◆ TRECHO FORNECIDO:
= = = = = = =

Na prática, isso significa falar sobre sexo e saúde íntima sem abrir mão do enquadramento religioso e de referências bíblicas. "Eu só atrelo as evidências científicas aos princípios cristãos que nós temos", conta.

Essa filosofia se reflete na hora de responder às perguntas que mais ouve, como "o que pode e o que não pode entre quatro paredes?" ou "tal prática é pecado?". Kariely explica que propõe três "peneiras" de decisão. A primeira é a saúde: a prática machuca ou pode causar lesões? Se sim, deve ser descartada.

A segunda é o consentimento. Ambos desejam? Se for "egoísta ou objetificante", diz, não é amor e, logo, também não pode. Ela embasa citando 1 Coríntios capítulo 13 para lembrar que "o amor não busca os próprios interesses".

A terceira é o risco de vício, como o consumo de pornografia e a masturbação, que, segundo ela, "podem viciar" e reduzir o desejo no relacionamento. "O sexo foi criado para que a satisfação fosse conjugal", afirma. Na avaliação dela, masturbação recorrente —mesmo sem pornografia— tende a treinar o corpo para um tipo de estímulo que "dificulta o prazer a dois".

"O sexo vem para nos abençoar, para nos trazer paz, para nos trazer conexão", resume. Ela reitera que não faz sentido pessoas cristãs fazerem, em momentos de intimidade, coisas que não se alinham com seu dia a dia, como o uso de palavras de baixo calão, xingamentos ou violência.

Mas isso não significa que o casal deve se limitar, desde que respeite o que é considerado virtuoso. Kariely frisa, por exemplo, que não é porque uma mulher é cristã que ela não pode ter lingeries mais sexy ou usar alguns brinquedos de sex shop durante a relação.

"Intimidade completa é o equilíbrio de viver de forma prazerosa, sabendo que nem tudo vou poder fazer, porque não convém aos princípios cristãos, mas também nem tudo é pecado."

= = = = = = =

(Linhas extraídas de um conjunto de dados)
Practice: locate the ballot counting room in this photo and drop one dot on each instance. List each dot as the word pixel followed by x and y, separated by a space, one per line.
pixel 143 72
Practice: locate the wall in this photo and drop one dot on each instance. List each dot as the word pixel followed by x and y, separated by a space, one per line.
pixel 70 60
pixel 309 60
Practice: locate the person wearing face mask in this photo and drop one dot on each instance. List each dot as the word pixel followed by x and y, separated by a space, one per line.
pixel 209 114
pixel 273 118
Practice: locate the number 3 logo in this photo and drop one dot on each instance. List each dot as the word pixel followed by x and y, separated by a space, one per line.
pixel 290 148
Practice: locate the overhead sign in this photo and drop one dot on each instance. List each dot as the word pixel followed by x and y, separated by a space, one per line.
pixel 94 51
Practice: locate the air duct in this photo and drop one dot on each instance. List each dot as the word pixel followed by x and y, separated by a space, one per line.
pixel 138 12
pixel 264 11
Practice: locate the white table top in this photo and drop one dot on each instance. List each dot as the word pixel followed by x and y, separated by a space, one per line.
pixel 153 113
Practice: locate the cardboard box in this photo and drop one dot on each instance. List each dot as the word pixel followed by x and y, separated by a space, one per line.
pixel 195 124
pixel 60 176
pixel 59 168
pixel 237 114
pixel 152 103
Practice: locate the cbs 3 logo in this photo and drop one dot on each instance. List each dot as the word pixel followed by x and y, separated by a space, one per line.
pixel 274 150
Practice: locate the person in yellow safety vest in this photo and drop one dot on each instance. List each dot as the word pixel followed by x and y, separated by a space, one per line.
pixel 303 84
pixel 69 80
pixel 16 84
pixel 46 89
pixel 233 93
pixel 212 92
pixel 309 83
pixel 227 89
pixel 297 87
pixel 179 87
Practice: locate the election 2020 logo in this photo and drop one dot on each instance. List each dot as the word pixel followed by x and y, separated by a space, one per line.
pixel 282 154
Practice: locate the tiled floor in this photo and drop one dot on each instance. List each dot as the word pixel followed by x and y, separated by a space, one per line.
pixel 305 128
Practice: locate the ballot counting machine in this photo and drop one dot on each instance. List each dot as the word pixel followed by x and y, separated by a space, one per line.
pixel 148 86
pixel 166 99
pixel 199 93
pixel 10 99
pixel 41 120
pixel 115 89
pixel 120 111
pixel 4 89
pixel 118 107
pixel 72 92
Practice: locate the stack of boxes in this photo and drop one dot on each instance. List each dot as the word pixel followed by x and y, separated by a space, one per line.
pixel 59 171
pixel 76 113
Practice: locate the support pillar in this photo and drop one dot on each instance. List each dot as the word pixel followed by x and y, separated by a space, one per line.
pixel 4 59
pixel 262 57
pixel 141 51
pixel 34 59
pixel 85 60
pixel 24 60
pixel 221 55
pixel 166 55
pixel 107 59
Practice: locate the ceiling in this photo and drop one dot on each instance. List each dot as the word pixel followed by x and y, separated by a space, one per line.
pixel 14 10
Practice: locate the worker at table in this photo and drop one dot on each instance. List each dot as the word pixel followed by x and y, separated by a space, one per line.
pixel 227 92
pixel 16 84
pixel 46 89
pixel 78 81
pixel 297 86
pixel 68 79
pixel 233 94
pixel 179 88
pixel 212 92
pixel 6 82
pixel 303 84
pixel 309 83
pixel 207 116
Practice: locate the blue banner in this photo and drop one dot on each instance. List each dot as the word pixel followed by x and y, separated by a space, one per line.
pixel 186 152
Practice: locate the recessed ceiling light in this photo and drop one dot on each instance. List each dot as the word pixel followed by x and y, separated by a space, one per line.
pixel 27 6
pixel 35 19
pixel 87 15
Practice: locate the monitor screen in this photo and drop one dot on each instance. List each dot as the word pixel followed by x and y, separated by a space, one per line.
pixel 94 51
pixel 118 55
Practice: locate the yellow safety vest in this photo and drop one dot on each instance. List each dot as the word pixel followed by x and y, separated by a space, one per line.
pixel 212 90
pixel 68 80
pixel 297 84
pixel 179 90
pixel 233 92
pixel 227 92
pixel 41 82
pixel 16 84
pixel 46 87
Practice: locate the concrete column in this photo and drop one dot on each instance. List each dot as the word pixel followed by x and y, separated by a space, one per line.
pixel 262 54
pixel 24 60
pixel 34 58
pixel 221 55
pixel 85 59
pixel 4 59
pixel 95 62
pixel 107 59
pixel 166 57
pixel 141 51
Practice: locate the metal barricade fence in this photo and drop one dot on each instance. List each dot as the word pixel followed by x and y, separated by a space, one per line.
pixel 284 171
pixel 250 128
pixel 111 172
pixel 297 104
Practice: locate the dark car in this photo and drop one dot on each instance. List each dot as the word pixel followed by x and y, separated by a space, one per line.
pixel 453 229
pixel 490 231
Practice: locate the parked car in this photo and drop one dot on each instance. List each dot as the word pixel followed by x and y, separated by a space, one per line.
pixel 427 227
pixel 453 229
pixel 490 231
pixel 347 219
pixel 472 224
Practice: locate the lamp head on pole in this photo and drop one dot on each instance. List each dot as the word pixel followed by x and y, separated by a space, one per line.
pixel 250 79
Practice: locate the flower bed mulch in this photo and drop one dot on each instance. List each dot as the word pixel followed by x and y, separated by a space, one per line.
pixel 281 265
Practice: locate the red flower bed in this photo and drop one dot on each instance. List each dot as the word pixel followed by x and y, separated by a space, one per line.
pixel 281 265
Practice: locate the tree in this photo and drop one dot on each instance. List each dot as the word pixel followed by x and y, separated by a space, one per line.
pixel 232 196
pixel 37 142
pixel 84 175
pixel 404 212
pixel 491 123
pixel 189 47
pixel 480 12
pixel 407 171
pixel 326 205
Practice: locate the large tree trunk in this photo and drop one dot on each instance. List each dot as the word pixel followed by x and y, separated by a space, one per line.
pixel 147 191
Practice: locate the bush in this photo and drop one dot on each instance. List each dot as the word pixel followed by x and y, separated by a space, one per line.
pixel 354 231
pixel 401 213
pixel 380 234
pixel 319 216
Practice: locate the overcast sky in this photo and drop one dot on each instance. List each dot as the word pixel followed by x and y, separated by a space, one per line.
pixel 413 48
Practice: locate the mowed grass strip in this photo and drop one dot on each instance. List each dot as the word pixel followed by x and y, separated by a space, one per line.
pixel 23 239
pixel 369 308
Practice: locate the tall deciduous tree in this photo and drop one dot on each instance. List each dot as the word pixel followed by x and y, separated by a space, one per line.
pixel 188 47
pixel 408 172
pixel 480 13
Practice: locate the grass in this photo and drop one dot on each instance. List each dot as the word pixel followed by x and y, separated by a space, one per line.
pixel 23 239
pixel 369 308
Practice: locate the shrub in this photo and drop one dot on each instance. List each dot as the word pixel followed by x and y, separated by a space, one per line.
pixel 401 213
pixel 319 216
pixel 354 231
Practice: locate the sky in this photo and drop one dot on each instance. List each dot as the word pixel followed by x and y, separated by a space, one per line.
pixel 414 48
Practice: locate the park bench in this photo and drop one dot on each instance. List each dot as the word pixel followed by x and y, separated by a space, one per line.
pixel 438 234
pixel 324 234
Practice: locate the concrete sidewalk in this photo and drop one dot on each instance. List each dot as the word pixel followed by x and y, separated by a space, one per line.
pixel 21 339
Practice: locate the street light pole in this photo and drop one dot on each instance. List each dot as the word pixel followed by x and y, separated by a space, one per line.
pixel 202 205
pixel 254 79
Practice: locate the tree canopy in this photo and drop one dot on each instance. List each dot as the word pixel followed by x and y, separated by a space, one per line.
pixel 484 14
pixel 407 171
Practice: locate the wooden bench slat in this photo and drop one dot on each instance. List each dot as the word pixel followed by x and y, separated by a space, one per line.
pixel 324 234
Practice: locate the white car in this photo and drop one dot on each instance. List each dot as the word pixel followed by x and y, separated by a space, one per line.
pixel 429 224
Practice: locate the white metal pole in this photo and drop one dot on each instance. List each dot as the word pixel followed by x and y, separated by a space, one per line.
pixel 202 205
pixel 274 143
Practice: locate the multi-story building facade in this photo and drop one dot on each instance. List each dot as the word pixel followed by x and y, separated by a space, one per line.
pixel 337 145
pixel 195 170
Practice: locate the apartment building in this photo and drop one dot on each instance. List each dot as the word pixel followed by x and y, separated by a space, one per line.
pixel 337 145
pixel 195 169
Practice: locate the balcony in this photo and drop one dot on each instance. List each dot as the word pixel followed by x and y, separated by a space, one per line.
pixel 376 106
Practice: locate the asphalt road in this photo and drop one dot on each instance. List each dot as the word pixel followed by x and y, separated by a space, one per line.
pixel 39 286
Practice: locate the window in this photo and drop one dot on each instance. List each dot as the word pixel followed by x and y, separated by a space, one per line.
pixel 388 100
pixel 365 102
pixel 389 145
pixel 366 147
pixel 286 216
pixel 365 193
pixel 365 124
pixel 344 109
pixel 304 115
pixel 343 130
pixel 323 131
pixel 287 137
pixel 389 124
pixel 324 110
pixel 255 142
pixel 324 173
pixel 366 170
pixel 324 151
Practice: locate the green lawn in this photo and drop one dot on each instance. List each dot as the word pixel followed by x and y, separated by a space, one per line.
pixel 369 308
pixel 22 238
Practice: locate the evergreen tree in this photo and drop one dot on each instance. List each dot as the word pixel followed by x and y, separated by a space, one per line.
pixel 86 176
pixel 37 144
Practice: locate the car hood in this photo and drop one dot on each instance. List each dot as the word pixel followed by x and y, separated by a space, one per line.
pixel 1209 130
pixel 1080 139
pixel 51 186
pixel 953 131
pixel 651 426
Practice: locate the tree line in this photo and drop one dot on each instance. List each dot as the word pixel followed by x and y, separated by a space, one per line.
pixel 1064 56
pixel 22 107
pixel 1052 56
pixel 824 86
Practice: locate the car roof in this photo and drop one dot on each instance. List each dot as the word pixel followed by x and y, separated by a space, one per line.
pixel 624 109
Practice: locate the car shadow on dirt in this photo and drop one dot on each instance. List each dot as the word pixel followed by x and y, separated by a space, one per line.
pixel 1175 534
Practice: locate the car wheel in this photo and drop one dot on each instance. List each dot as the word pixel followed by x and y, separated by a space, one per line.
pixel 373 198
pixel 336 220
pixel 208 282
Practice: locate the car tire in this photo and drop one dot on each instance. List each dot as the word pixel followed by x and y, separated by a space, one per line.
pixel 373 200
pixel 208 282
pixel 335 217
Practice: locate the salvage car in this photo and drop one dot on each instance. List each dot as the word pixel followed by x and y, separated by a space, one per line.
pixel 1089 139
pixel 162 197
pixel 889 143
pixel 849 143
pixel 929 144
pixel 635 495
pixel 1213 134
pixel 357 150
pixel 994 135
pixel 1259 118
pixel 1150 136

= = = = = = =

◆ TAREFAS A CUMPRIR:
- a) Liste as três "peneiras" de decisão que, segundo o trecho, Kariely propõe.
- b) Responda com base no trecho:
(i) Que capítulo da Bíblia Kariely cita ao falar de consentimento?
(ii) Quais duas práticas são dadas como exemplos de risco de vício?
(iii) Que coisas, segundo Kariely, uma mulher cristã pode ter ou usar durante a relação?
- c) Transcreva do trecho tudo o que vai desde "Mas isso não" até "durante a relação.".
Essas linhas não têm nenhum papel no que se pede aqui.

◆ LISTA DE RESPOSTAS:
- a) Saúde, consentimento e risco de vício.

- b)
(i) 1 Coríntios capítulo 13.
(ii) O consumo de pornografia e a masturbação.
(iii) Lingeries mais sexy e alguns brinquedos de sex shop.

- c)
Mas isso não significa que o casal deve se limitar, desde que respeite o que é considerado virtuoso. Kariely frisa, por exemplo, que não é porque uma mulher é cristã que ela não pode ter lingeries mais sexy ou usar alguns brinquedos de sex shop durante a relação.